**Given instruction A:** Set down the entire news article about the Sawgrass Marriott bankruptcy filing word for word.

**Extracted text:**
◆ ◆ ◆ ◆

|By Mark Basch, The Florida Times-Union,
JacksonvilleMcClatchy-Tribune Regional News
Mar. 3, 2010--Although the Sawgrass Marriott Golf Resort & Spa lost some business last year because of the recession, the resort did operate profitably in 2009. But an abrupt decision by the resort's lender to foreclose on the property, rather than continue negotiating a debt restructuring, forced its owners into bankruptcy, according to court filings.
RQB Resort LP and RQB Development LP, two Irish investment partnerships that own the Sawgrass Marriott, filed petitions Monday for Chapter 11 bankruptcy protection in U.S. Bankruptcy Court in Jacksonville. In a news release Tuesday, general manager Jeff Mayers said the resort is continuing normal operations after the bankruptcy filing.
The Sawgrass Marriott in Ponte Vedra Beach's facilities include a tower with 348 guest rooms and three restaurants, golf villas with 160 rooms and a beach club with three restaurants. The resort is also the exclusive partner to the PGA Tour's Tournament Players Club at Sawgrass, giving hotel guests access to the club's golf courses.
According to court filings, revenue at the resort fell from $56.7 million in 2008 to $42.6 million last year. It remained profitable, but operating income fell from $11.3 million in 2008 to $7.5 million in 2009.
Court papers also show that the resort expects to continue generating positive cash flow while in Chapter 11. It projects to increase its cash balance by about $300,000 over the next five weeks.

◆ ◆ ◆ ◆

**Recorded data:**
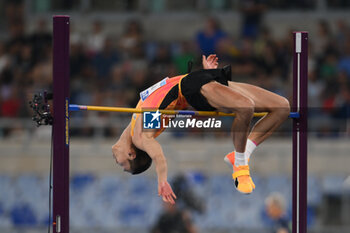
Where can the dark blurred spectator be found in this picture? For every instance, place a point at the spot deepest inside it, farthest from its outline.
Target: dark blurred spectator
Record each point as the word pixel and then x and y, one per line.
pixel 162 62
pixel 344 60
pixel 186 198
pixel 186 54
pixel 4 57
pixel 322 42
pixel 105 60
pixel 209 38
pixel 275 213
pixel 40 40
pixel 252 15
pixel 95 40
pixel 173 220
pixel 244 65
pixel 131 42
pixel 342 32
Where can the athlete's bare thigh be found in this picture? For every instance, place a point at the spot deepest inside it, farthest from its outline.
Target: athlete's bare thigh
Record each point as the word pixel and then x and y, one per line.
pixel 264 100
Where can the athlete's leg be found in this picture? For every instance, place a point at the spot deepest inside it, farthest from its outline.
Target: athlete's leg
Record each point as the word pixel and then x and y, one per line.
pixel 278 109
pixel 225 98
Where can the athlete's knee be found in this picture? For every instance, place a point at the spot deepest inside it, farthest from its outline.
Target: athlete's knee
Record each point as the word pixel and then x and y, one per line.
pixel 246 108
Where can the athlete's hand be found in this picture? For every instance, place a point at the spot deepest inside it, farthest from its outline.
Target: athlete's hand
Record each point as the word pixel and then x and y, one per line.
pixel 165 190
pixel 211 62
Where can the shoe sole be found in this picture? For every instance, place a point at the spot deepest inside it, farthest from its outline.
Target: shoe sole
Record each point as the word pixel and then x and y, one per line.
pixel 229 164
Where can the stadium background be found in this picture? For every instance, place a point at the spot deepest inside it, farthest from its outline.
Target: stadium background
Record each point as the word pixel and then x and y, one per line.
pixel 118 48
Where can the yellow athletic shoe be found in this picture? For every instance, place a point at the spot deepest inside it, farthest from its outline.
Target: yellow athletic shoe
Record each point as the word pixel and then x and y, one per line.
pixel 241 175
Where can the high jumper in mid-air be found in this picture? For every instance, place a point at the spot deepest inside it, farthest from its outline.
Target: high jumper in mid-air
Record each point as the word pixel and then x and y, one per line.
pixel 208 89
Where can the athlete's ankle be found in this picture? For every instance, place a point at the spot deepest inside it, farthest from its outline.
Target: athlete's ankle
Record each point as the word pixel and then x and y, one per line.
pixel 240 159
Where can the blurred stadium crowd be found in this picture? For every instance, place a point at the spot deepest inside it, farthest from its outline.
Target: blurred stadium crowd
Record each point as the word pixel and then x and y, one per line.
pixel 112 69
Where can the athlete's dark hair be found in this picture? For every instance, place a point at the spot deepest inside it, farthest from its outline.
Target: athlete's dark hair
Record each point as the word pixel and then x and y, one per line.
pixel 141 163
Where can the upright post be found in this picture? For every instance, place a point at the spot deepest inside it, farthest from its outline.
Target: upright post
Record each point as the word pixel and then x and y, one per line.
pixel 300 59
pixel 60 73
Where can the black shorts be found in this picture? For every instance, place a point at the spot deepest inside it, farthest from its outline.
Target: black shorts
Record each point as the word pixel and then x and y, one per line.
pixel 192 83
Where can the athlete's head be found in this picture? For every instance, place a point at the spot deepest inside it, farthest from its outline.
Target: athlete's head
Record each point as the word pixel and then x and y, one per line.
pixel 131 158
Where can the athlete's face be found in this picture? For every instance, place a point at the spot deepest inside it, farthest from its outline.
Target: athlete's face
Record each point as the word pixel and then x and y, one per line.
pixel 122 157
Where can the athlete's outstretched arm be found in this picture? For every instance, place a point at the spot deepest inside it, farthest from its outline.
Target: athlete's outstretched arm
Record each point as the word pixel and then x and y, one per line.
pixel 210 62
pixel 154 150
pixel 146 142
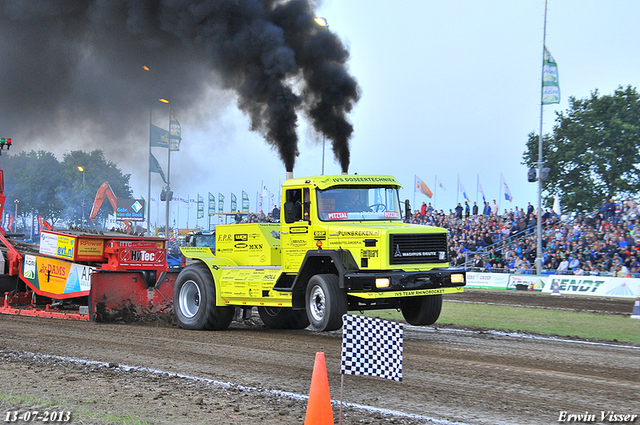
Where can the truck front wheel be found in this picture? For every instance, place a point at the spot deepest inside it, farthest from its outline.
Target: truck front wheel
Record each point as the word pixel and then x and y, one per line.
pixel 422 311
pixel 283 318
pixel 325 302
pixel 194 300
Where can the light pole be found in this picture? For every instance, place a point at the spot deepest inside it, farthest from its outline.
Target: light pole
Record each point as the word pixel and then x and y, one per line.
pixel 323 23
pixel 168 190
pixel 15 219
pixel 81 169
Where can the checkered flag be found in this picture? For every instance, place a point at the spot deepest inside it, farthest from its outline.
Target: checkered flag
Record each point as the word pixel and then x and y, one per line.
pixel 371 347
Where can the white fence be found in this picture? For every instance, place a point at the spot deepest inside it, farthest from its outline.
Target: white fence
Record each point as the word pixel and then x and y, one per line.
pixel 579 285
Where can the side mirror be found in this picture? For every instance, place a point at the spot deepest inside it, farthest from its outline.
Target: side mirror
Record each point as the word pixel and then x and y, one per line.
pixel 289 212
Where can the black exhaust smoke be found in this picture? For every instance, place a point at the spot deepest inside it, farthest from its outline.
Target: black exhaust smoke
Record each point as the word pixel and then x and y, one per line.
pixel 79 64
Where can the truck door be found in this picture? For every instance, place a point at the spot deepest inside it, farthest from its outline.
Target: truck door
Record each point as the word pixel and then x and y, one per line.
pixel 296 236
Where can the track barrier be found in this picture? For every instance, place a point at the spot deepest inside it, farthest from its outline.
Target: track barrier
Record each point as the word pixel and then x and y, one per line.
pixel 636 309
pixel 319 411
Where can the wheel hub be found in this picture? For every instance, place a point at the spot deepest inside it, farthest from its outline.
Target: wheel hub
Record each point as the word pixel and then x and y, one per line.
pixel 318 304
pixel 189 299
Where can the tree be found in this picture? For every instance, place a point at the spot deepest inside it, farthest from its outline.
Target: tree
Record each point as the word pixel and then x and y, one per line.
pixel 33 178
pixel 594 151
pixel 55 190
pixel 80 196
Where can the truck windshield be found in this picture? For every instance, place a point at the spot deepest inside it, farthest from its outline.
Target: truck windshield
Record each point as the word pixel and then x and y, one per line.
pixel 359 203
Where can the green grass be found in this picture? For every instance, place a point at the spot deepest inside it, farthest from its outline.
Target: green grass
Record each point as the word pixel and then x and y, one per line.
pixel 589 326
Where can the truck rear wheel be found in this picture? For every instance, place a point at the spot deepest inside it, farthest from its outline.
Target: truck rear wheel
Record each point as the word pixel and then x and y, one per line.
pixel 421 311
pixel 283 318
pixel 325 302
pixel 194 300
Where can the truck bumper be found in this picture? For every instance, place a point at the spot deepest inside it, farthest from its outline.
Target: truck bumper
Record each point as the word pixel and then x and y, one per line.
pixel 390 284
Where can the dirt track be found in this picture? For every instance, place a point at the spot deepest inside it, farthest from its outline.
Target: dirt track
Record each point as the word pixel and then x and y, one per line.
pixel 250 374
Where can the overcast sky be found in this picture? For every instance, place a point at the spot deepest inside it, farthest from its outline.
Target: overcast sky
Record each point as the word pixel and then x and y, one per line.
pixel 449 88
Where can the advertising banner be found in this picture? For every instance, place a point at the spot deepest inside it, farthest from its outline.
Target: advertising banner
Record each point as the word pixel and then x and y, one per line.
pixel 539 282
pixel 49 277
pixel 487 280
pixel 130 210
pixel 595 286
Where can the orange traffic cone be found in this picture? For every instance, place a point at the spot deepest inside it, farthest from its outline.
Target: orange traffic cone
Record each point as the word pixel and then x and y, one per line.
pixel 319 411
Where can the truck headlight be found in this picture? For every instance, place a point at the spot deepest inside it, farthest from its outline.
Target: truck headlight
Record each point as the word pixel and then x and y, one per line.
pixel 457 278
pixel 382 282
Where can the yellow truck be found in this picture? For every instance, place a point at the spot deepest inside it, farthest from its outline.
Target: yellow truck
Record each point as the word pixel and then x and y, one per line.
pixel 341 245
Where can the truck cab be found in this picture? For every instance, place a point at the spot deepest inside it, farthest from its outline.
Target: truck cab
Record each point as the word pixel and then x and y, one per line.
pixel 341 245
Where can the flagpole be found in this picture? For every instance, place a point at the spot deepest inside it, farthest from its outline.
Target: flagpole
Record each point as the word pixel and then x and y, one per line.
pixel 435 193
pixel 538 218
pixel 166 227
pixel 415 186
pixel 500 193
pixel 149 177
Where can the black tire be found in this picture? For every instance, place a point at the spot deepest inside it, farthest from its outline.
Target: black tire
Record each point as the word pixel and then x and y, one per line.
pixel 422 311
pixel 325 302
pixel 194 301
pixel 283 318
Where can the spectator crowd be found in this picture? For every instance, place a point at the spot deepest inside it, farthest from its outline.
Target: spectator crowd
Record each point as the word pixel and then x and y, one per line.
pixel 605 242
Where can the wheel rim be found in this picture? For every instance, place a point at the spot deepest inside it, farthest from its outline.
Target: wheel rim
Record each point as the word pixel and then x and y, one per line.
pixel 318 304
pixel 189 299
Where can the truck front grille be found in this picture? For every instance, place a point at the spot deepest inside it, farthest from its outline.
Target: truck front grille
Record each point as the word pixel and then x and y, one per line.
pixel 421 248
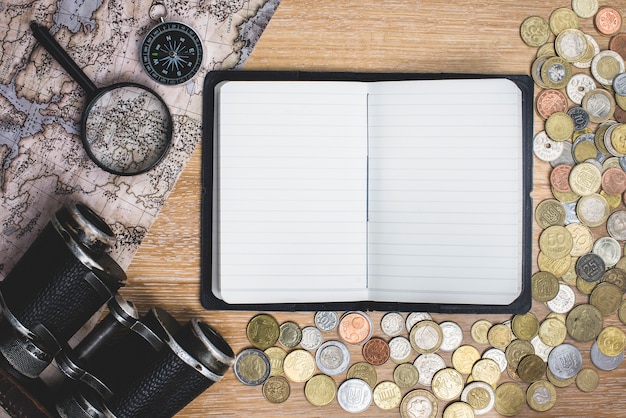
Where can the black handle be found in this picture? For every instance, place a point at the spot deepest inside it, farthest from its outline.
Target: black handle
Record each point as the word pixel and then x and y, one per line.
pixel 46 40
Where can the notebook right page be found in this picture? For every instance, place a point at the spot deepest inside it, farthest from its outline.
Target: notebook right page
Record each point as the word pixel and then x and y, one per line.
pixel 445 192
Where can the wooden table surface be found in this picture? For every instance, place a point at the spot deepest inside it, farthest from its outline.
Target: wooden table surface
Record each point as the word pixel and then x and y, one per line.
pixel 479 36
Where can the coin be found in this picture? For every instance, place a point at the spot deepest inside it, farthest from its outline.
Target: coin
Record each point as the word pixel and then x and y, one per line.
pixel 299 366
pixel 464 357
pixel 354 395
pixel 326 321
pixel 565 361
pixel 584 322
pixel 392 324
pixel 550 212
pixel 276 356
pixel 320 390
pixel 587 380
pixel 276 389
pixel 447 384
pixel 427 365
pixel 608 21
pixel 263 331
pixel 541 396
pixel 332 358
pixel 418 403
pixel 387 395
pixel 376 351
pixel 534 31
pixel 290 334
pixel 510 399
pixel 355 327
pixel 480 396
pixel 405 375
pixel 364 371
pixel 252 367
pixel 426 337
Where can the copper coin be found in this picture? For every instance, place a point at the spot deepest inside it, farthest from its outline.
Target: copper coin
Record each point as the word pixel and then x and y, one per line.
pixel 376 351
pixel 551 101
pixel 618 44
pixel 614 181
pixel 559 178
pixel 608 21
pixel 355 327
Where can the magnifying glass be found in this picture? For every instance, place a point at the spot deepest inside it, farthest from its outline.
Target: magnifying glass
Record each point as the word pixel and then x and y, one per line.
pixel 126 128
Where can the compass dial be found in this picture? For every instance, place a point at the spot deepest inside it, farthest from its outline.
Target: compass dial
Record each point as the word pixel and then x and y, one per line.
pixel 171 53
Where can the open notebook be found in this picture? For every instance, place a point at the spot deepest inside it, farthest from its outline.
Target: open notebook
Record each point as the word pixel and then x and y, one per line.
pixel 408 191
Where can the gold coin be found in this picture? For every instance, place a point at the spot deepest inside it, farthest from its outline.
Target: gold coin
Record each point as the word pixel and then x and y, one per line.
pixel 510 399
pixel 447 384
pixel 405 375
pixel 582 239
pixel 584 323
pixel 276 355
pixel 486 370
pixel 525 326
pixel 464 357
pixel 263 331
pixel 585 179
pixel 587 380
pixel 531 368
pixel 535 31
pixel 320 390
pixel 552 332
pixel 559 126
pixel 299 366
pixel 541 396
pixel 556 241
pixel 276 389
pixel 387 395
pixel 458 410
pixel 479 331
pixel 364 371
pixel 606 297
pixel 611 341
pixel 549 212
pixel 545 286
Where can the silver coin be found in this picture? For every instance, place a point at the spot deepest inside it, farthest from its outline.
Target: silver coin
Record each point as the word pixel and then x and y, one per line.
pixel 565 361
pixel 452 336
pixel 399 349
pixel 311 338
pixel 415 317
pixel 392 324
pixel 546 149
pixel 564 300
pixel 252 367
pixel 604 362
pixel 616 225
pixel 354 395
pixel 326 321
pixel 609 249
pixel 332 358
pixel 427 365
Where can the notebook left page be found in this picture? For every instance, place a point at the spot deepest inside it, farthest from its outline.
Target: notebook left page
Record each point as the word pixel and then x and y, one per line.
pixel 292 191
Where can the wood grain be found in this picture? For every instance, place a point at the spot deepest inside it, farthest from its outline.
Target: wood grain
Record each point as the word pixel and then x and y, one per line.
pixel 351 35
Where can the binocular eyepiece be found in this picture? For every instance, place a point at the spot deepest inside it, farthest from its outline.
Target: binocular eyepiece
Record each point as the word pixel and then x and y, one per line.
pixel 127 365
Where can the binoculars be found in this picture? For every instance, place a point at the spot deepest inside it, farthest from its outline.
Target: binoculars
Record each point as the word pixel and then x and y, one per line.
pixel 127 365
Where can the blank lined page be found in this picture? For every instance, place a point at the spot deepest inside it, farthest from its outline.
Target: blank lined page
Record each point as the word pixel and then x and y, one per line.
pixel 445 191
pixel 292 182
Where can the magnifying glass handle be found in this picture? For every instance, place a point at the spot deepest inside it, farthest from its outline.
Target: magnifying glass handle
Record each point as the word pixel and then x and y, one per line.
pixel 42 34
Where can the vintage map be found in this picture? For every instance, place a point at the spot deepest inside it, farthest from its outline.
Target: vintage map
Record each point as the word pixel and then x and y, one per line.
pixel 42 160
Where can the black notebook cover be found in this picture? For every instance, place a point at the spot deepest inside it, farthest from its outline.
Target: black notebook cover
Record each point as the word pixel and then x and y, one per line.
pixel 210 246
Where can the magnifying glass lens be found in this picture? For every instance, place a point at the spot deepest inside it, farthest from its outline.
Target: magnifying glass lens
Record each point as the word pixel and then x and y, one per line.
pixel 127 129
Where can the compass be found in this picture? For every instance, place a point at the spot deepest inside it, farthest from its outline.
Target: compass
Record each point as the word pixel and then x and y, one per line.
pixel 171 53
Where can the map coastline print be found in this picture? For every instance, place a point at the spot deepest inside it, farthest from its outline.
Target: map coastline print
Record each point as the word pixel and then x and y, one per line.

◆ ◆ ◆ ◆

**Given instruction B:** From the recorded data listing, pull out the stretch from the line containing "Where can the athlete's ankle" through the line containing "pixel 131 158", both lines included, and copy it verbatim.

**Exercise solution A:**
|By Mark Basch, The Florida Times-Union,
JacksonvilleMcClatchy-Tribune Regional News
Mar. 3, 2010--Although the Sawgrass Marriott Golf Resort & Spa lost some business last year because of the recession, the resort did operate profitably in 2009. But an abrupt decision by the resort's lender to foreclose on the property, rather than continue negotiating a debt restructuring, forced its owners into bankruptcy, according to court filings.
RQB Resort LP and RQB Development LP, two Irish investment partnerships that own the Sawgrass Marriott, filed petitions Monday for Chapter 11 bankruptcy protection in U.S. Bankruptcy Court in Jacksonville. In a news release Tuesday, general manager Jeff Mayers said the resort is continuing normal operations after the bankruptcy filing.
The Sawgrass Marriott in Ponte Vedra Beach's facilities include a tower with 348 guest rooms and three restaurants, golf villas with 160 rooms and a beach club with three restaurants. The resort is also the exclusive partner to the PGA Tour's Tournament Players Club at Sawgrass, giving hotel guests access to the club's golf courses.
According to court filings, revenue at the resort fell from $56.7 million in 2008 to $42.6 million last year. It remained profitable, but operating income fell from $11.3 million in 2008 to $7.5 million in 2009.
Court papers also show that the resort expects to continue generating positive cash flow while in Chapter 11. It projects to increase its cash balance by about $300,000 over the next five weeks.

**Exercise solution B:**
Where can the athlete's ankle be found in this picture? For every instance, place a point at the spot deepest inside it, farthest from its outline.
Target: athlete's ankle
Record each point as the word pixel and then x and y, one per line.
pixel 240 159
Where can the blurred stadium crowd be found in this picture? For every instance, place a point at the spot deepest inside it, farthest from its outline.
Target: blurred stadium crowd
Record each point as the word pixel and then x and y, one per line.
pixel 112 69
Where can the athlete's dark hair be found in this picture? For every instance, place a point at the spot deepest inside it, farthest from its outline.
Target: athlete's dark hair
Record each point as the word pixel and then x and y, one per line.
pixel 141 163
Where can the upright post be found in this picture? For every instance, place a point at the spot deepest inside it, farthest from its outline.
Target: upright post
Record each point as the word pixel and then x and y, one per line.
pixel 300 59
pixel 60 73
Where can the black shorts be found in this picture? For every instance, place a point at the spot deepest inside it, farthest from its outline.
Target: black shorts
Record each point as the word pixel and then x and y, one per line.
pixel 192 83
Where can the athlete's head be found in this picture? For every instance, place a point at the spot deepest inside it, farthest from its outline.
Target: athlete's head
Record each point as the word pixel and then x and y, one per line.
pixel 131 158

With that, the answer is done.